PROBLEM TO WORK ON
Reproduce word for word everything from the line containing "of the dark" down to the end of the records below, and omit the pictures from your copy.

Source records:

· · · · ·

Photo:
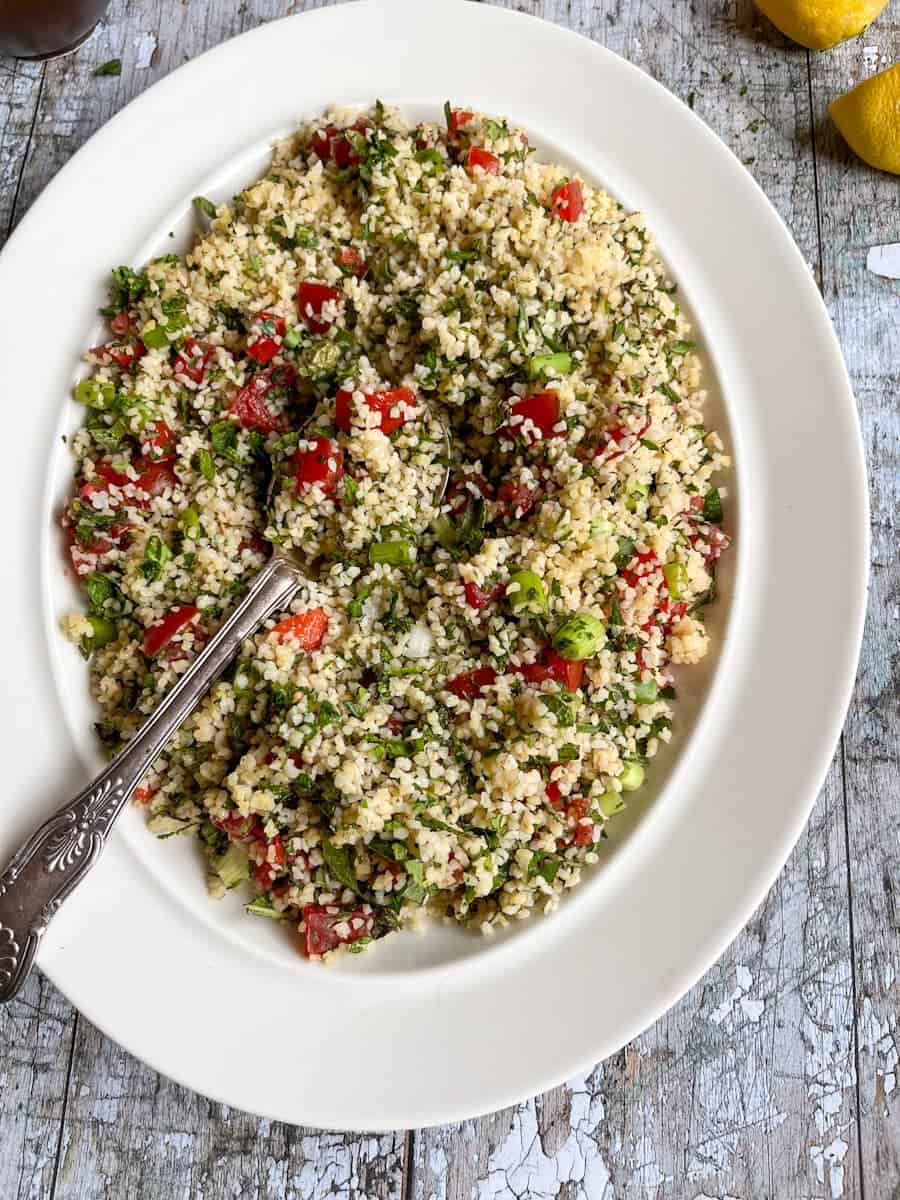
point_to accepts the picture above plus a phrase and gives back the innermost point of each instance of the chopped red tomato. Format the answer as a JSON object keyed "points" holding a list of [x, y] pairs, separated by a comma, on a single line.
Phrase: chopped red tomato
{"points": [[329, 925], [124, 354], [331, 144], [471, 683], [239, 828], [535, 418], [467, 489], [576, 810], [567, 202], [191, 360], [552, 666], [269, 334], [619, 441], [307, 628], [351, 262], [317, 462], [249, 406], [391, 405], [108, 473], [311, 299], [478, 157], [161, 634], [478, 599], [162, 442], [515, 501], [268, 858], [459, 117]]}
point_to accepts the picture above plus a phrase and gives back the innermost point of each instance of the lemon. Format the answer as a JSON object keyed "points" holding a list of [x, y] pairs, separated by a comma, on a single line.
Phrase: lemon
{"points": [[820, 24], [869, 119]]}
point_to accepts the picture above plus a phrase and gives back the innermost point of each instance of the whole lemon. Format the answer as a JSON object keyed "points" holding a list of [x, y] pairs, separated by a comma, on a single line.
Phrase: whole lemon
{"points": [[869, 119], [820, 24]]}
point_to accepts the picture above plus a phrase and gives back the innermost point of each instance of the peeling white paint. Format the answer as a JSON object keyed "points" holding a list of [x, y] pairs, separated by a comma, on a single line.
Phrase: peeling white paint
{"points": [[144, 48], [519, 1165]]}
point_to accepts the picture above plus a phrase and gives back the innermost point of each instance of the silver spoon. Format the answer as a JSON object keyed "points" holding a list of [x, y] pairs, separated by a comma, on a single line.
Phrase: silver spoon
{"points": [[60, 852]]}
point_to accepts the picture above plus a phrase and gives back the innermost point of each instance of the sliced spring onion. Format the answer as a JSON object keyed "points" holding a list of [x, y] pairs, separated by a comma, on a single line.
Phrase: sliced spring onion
{"points": [[204, 207], [611, 803], [646, 691], [526, 593], [395, 553], [190, 522], [95, 394], [676, 579], [102, 631], [639, 492], [631, 777], [580, 637], [713, 505], [155, 337], [550, 365]]}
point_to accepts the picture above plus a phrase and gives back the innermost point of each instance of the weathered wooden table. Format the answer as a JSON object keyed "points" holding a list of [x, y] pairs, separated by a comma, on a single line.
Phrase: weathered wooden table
{"points": [[778, 1075]]}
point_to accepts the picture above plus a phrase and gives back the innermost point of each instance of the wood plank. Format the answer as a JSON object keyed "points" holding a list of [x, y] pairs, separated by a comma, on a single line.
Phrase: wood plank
{"points": [[36, 1033], [861, 209], [129, 1132], [748, 1087], [19, 90]]}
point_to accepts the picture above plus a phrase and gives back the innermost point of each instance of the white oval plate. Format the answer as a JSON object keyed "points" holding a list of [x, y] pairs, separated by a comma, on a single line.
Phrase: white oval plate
{"points": [[445, 1026]]}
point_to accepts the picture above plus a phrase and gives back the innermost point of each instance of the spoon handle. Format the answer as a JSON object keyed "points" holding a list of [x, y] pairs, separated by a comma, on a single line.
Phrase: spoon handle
{"points": [[61, 851]]}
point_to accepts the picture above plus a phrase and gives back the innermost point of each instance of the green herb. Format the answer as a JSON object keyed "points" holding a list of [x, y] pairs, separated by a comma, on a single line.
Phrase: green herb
{"points": [[395, 553], [337, 859], [156, 555], [205, 466], [541, 366], [127, 288], [676, 575], [631, 777], [102, 633], [95, 394], [190, 522], [262, 907], [580, 637], [611, 803], [155, 337], [527, 594], [713, 505], [544, 864], [463, 256], [328, 714], [204, 207], [432, 156], [351, 487], [559, 708]]}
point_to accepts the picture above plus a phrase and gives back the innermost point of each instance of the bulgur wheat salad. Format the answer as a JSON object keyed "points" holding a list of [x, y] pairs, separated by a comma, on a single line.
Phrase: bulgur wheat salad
{"points": [[461, 699]]}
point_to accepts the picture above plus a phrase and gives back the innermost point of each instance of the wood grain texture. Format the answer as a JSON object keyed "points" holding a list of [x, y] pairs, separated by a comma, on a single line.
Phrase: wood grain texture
{"points": [[749, 1087], [861, 208]]}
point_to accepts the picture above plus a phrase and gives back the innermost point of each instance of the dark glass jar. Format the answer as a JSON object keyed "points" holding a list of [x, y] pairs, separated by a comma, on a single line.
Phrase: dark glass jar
{"points": [[42, 29]]}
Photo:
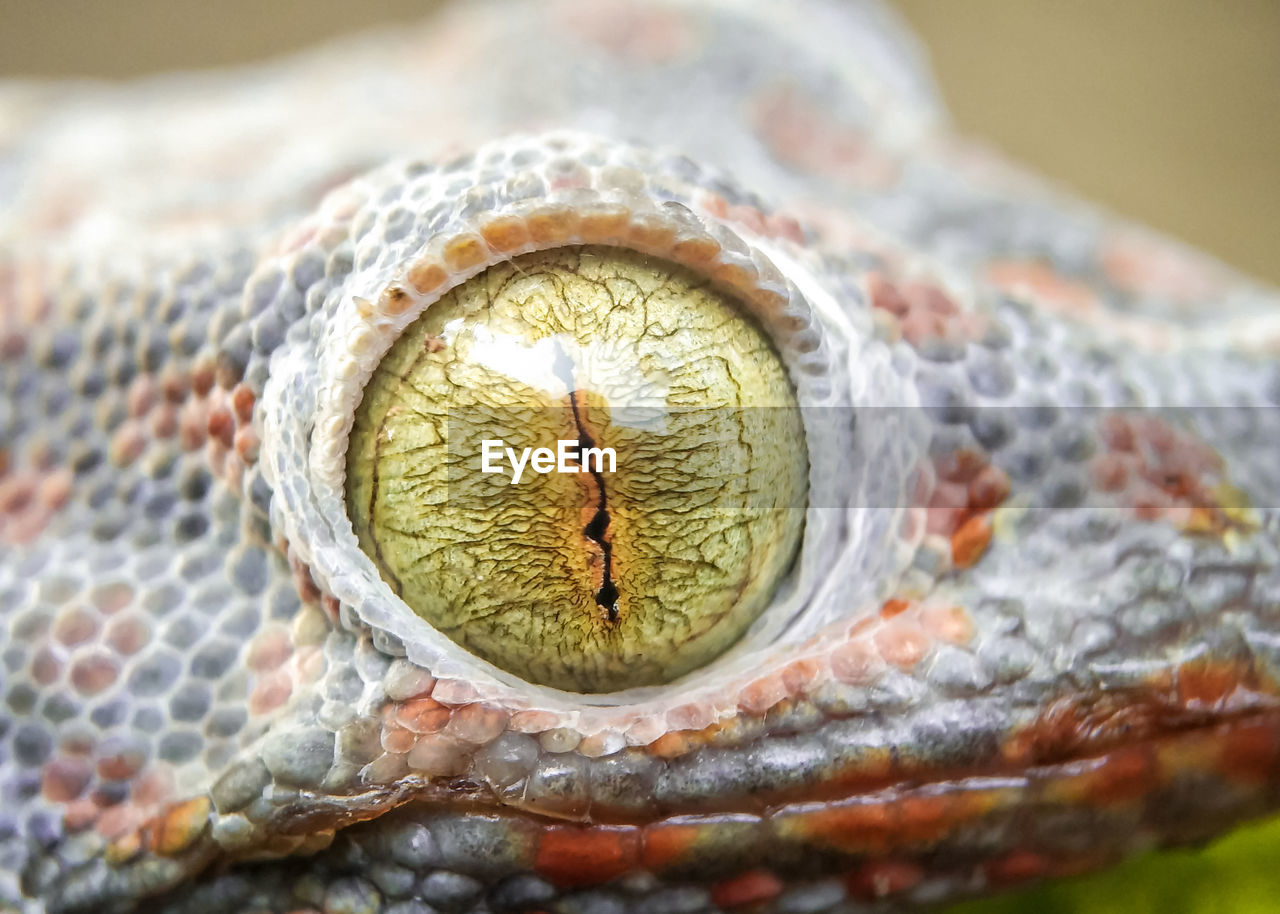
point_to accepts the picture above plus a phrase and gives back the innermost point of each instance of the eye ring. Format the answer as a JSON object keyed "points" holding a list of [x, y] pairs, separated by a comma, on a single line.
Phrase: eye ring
{"points": [[625, 197]]}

· · · · ·

REPLY TO THE TASK
point_to accepts the picture above plus a phrase and gives back the innermost point of each instance of the dark glass jar. Format the answer as a JSON object keyed "points" holding a list of [x, y] pairs, separated by a comma, on a single line.
Phrase: dark glass jar
{"points": [[42, 29]]}
Photo:
point_to accepts the picture above plus a phrase and gives back the innermost point of each instance of the eye ring. Format the answer as a JSON object keyed "points" holding a list of [x, y] pairs, separated by a comma, on a single line.
Phrase: eye ring
{"points": [[625, 197]]}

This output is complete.